→ **WORK TO COMPLETE**:
Take the entries below and write them out exactly, with each picture removed.

Data items

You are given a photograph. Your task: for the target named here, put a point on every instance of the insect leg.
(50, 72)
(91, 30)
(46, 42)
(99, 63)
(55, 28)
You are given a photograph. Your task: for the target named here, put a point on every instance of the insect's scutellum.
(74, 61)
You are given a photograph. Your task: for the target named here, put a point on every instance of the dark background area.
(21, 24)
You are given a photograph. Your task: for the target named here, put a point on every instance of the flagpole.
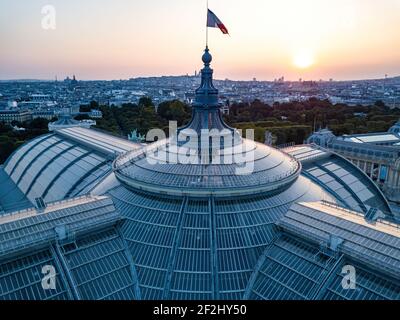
(207, 27)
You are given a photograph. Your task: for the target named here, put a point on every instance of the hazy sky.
(119, 39)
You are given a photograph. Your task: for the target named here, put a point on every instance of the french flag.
(214, 22)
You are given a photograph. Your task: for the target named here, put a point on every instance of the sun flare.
(303, 59)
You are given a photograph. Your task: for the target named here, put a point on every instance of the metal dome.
(219, 163)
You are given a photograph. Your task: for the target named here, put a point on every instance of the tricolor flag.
(214, 22)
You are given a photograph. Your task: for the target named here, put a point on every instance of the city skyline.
(104, 40)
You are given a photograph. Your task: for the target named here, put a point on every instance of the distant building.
(377, 154)
(8, 116)
(45, 114)
(96, 114)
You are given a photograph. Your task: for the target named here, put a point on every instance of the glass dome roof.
(207, 157)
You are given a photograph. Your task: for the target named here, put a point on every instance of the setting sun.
(303, 59)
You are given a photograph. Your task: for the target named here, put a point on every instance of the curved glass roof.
(270, 170)
(164, 230)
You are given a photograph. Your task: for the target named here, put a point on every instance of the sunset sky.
(119, 39)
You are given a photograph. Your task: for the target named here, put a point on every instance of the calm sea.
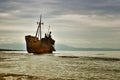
(88, 65)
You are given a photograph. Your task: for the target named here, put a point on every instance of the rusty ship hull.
(36, 44)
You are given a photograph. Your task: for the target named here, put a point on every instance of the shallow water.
(60, 66)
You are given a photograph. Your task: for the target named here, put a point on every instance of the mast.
(39, 32)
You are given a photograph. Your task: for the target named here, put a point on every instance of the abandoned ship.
(38, 45)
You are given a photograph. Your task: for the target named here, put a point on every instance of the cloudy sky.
(77, 23)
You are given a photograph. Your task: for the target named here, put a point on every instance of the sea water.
(61, 65)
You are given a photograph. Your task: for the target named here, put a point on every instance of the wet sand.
(19, 66)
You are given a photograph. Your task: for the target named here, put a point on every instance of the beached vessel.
(38, 45)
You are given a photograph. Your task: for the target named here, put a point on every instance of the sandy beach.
(23, 66)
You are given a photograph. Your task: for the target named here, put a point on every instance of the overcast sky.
(77, 23)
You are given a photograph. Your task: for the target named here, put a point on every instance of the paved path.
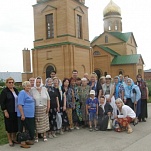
(83, 140)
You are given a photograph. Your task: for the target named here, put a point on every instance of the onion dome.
(111, 9)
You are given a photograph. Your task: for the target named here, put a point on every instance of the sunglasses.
(10, 82)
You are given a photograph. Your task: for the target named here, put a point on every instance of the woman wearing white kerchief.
(108, 91)
(104, 111)
(42, 103)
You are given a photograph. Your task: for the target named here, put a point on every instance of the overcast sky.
(17, 32)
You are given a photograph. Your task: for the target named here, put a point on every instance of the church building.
(115, 52)
(62, 42)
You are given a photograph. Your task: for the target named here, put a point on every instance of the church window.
(105, 73)
(49, 26)
(79, 26)
(116, 25)
(106, 39)
(96, 53)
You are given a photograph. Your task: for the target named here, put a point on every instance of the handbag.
(22, 136)
(109, 126)
(59, 120)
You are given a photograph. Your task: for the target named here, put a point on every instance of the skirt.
(41, 119)
(11, 123)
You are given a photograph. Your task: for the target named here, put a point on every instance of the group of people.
(44, 109)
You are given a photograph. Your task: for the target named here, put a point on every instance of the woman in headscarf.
(144, 97)
(54, 108)
(84, 91)
(42, 102)
(108, 92)
(76, 114)
(9, 97)
(119, 89)
(70, 101)
(132, 96)
(124, 117)
(104, 112)
(62, 103)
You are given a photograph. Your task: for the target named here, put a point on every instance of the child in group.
(92, 109)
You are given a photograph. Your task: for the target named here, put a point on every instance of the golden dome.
(112, 9)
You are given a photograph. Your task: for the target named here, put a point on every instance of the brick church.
(62, 42)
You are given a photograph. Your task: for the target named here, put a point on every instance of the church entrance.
(99, 73)
(48, 70)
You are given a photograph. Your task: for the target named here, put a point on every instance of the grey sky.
(17, 32)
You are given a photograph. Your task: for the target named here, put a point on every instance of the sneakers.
(96, 129)
(90, 129)
(30, 142)
(24, 146)
(61, 132)
(50, 136)
(77, 128)
(36, 140)
(53, 134)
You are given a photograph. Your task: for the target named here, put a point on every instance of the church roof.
(111, 9)
(123, 36)
(112, 52)
(126, 59)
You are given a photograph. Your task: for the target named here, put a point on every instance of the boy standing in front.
(92, 109)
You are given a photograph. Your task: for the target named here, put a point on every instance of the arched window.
(121, 71)
(110, 26)
(99, 73)
(105, 73)
(116, 25)
(96, 53)
(106, 39)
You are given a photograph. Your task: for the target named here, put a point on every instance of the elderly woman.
(54, 108)
(9, 96)
(26, 113)
(104, 112)
(119, 88)
(95, 85)
(125, 116)
(132, 94)
(62, 103)
(70, 103)
(84, 91)
(108, 92)
(144, 97)
(42, 103)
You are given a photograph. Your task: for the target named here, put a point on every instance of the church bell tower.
(61, 38)
(112, 18)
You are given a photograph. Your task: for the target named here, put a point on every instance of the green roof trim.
(127, 59)
(112, 52)
(65, 35)
(60, 44)
(96, 37)
(123, 36)
(38, 40)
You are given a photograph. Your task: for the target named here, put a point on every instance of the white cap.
(108, 77)
(92, 92)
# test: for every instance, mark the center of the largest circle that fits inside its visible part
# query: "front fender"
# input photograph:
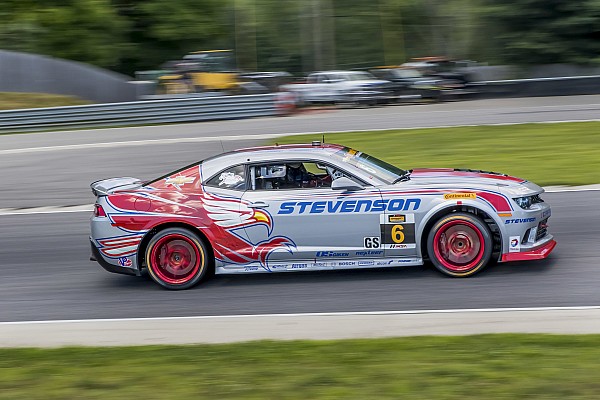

→ **TASK RESULT**:
You are given a photograph. Your task: for the target named here, put a point on every instance of the insect leg.
(50, 72)
(91, 30)
(46, 42)
(99, 63)
(55, 28)
You are given a photograph. Your task: for the target named here, put a point on every instance of the insect's scutellum.
(74, 61)
You are given a photograph. Your task: for the target named here, put a point on every instance of the dark background area.
(21, 24)
You are given a photograph. Your task: for the target named here, put a point on every instance of the flagpole.
(207, 27)
You are given a photograph. Your task: for the target named here, put a point on every instance of the hazy sky.
(119, 39)
You are given a photograph. Your task: for the target named here, put a point on every instance of the french flag.
(214, 22)
You are given a photograph. Your task: for the target named here, put a point on every instance of the sun flare.
(303, 59)
You are given a photograph. Your task: for the target named here, put a point on every instance of the metal dome.
(219, 163)
You are given a photograph. Your task: for the target named here, put a point on every instance of the tricolor flag.
(214, 22)
You are given a photograph. Your task: for the target named here, put a point on every instance of the city skyline.
(104, 40)
You are given a photograph. Your task: for the target named here, put a point on every instance of the distant building.
(377, 154)
(8, 116)
(45, 114)
(96, 114)
You are given a photograph. Your task: for the target named here, put a point on every instance of the glass dome roof.
(207, 157)
You are given a photograph. Your task: for the target named here, put a point on every instance of the setting sun.
(303, 59)
You are given a photograph. Your task: for the target named here, put a point on every instance of the curved glass roof.
(270, 170)
(164, 230)
You are given a photograph. Your task: for the target named here, put a point on every instance of the sunset sky.
(119, 39)
You are given a photograph. Your task: for the target named here, put a point on every instance of the calm sea.
(88, 65)
You are given a photograph. Your task: for the target named here, put a point on every instance of the rusty ship hull.
(36, 44)
You are given a photograph. Your task: for the target named here, put a point on every instance of the shallow water.
(60, 66)
You are given a photograph. Your task: for the target named here, put a point on every instance of the mast.
(39, 32)
You are given a photograph. Your task: for the target named here, put a point on every instance of the abandoned ship.
(38, 45)
You are given a photograph. Your task: for the target named here, put a point on every instance of the cloudy sky.
(77, 23)
You are given a photograph. Your task: for the target named here, put a point on every instance of the sea water.
(61, 65)
You are given a photograph. Your task: for the target named here, put a point on every instance of the wet sand.
(19, 66)
You are given a photograph. Your task: for the target named here, put a point on every instance of the beached vessel.
(38, 45)
You are given a photograph. Your task: for the target named here, put a point on every instance of the sandy beach.
(23, 66)
You are given a photograph. Your task: for the target named here, put a point on every instance of the overcast sky.
(77, 23)
You are given a photograph. Your task: for the target named here, put a point on every instance of the paved path.
(83, 140)
You are given a photograph. Your task: for the target named here, put a point on every instance of the onion dome.
(111, 9)
You are given a photograph. Your task: for the target named here, put a point on every instance of the sunglasses.
(10, 82)
You are given a photograph. Your task: for the target named here, put a point on every instance of the woman wearing white kerchief.
(108, 91)
(104, 111)
(42, 103)
You are given a photograph. Your task: for the target named here, put a point on every instance of the overcast sky.
(17, 32)
You are given a photograph. Your task: for the target named here, put a point on every instance of the church building.
(115, 52)
(62, 42)
You are given a photograph. Your task: for the target named here, put a point on every instance of the church window.
(105, 73)
(49, 26)
(79, 26)
(116, 25)
(106, 39)
(96, 53)
You are given a photograph. Your task: for the target named here, put a point on every instance of the handbag.
(22, 136)
(109, 126)
(59, 120)
You are given a photograph. Your task: for the target named here, put a point on every instance of the skirt.
(41, 119)
(11, 123)
You are given a photograph. Your task: for the target named here, put a point on every instance of the group of people.
(44, 109)
You are given a photograph. Your task: for the target named here, put a point on every instance of the woman in headscarf.
(144, 97)
(54, 108)
(84, 91)
(42, 102)
(108, 92)
(76, 114)
(9, 97)
(119, 89)
(70, 101)
(132, 96)
(124, 117)
(104, 112)
(62, 103)
You are given a photograph. Your task: for the target named here, put a point on every instance of the child in group.
(92, 109)
You are given a photograph. Your task: for the target named here, put a point on every instance of the golden dome.
(112, 9)
You are given a photograph. Your task: for the target named here, put a point on every instance of the brick church.
(62, 42)
You are given a photograph. Your task: for the target named here, put a point on every instance of the church entrance.
(99, 73)
(48, 70)
You are given a photograph. Your task: for the target named here, put a point on every instance of the grey sky.
(17, 32)
You are given a photograph. Your task: for the target named here, put a point on every instance of the sneakers.
(96, 129)
(90, 129)
(30, 142)
(24, 146)
(61, 132)
(50, 136)
(77, 128)
(36, 140)
(53, 134)
You are given a photograph. Your task: for the target named here, put a point on every instance of the church roof.
(111, 9)
(123, 36)
(112, 52)
(126, 59)
You are given a photograph. Your task: for the target named here, put a point on every instance of the boy standing in front.
(92, 109)
You are given a photograph. Your task: for the target named here, put a point on every instance of the arched window.
(121, 71)
(110, 26)
(99, 73)
(105, 73)
(116, 25)
(96, 53)
(106, 39)
You are given a photograph. Your task: for the target named here, put a point on every instance of the elderly woman.
(54, 108)
(9, 96)
(26, 113)
(104, 112)
(119, 88)
(95, 85)
(125, 116)
(132, 94)
(62, 103)
(70, 103)
(84, 91)
(108, 92)
(144, 97)
(42, 103)
You are given a photograph. Your task: for the target named here, put a point on every instance of the church bell tower.
(61, 38)
(112, 18)
You are given a photograph. Your task: for the target named here, put a point on every instance of the green roof trim.
(127, 59)
(112, 52)
(65, 35)
(60, 44)
(96, 37)
(123, 36)
(38, 40)
You are given a photograph. Your task: for the target named here, put a point on every instance of the white cap.
(108, 77)
(92, 92)
# test: for every instance, mark the center of the largest circle that fits inside its visible part
# query: "front fender"
# input photograph:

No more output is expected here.